Reproduce the listing below verbatim, line for line, without altering any character.

* BEGIN *

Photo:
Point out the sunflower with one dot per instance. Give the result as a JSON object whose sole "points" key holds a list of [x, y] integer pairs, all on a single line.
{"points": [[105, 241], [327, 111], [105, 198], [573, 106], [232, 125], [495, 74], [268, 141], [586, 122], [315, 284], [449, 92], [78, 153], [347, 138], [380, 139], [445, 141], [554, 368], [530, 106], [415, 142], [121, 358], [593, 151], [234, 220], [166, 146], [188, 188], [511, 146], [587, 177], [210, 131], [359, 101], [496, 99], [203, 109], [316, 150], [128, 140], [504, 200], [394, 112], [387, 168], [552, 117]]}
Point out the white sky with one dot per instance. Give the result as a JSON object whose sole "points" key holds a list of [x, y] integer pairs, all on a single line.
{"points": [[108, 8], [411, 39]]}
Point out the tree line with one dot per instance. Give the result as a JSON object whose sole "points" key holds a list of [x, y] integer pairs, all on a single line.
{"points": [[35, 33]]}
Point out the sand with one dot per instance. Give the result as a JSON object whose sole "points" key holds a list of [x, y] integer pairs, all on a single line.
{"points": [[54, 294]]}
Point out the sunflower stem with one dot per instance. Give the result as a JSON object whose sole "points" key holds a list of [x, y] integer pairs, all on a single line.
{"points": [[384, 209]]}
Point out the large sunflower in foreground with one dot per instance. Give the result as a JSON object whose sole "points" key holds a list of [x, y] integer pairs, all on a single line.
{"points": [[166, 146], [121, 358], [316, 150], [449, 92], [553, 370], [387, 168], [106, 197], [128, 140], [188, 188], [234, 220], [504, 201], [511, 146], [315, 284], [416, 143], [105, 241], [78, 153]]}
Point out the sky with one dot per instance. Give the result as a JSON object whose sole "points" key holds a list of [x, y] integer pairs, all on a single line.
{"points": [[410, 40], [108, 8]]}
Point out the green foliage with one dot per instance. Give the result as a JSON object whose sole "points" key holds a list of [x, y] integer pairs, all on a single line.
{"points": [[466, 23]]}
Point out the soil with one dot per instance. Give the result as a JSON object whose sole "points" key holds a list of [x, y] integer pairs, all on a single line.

* END *

*FINAL RESULT:*
Photo:
Point out the sunflower with one dot per instance. Give the result as a JSON object whose sole "points" key holds a list of [x, y] integer pairs, all on a single line.
{"points": [[105, 241], [327, 111], [105, 198], [573, 106], [232, 125], [495, 74], [268, 141], [586, 122], [315, 284], [449, 92], [78, 153], [347, 138], [380, 139], [445, 141], [554, 368], [530, 106], [415, 142], [121, 358], [593, 151], [234, 220], [166, 146], [188, 188], [511, 146], [587, 177], [210, 131], [359, 101], [496, 99], [203, 109], [316, 150], [128, 140], [504, 200], [394, 112], [387, 168], [552, 117]]}
Point out the white sky with one dot per instance. Give the result as a JSON object whose sole "points" key holds a list of [x, y] integer pairs, all on a single line.
{"points": [[108, 8], [411, 39]]}
Point out the tree line with one dot per instance. Give the result as a JSON object whose sole "points" key holds a list of [x, y] integer pairs, all on a single line.
{"points": [[35, 33]]}
Point out the sand with one dot per instance. Give the result as a JSON object whose sole "points" key holds a list of [x, y] integer pairs, all on a single line.
{"points": [[54, 294]]}
Point out the sunflower stem with one dot per instance. Give the result as a JSON object whose sole "points" key holds a list of [x, y] integer pairs, all on a single line.
{"points": [[384, 209]]}
Point out the large sunflower in foreground with one dot per instance. Give the result as a JSON object whose sole "points" key holds a list of [x, y] integer pairs, all on a single line.
{"points": [[166, 146], [121, 358], [316, 150], [449, 92], [553, 370], [387, 168], [106, 197], [128, 140], [188, 188], [234, 220], [504, 201], [511, 146], [315, 284], [416, 143], [105, 241], [78, 153]]}
Point out the sky with one dot per instance. Give the result as a JSON object whose sole "points" key holds a list of [x, y] integer pairs, all on a single line.
{"points": [[410, 40], [108, 8]]}
Point out the green foliage with one dot per instance. Give the result as a JSON object whose sole "points" key holds a list of [x, y] integer pairs, all on a single line.
{"points": [[466, 23]]}
Point out the soil with one dot per instance. Give the result as a JSON object whose sole "points" key holds a list of [x, y] integer pairs, all on a single line.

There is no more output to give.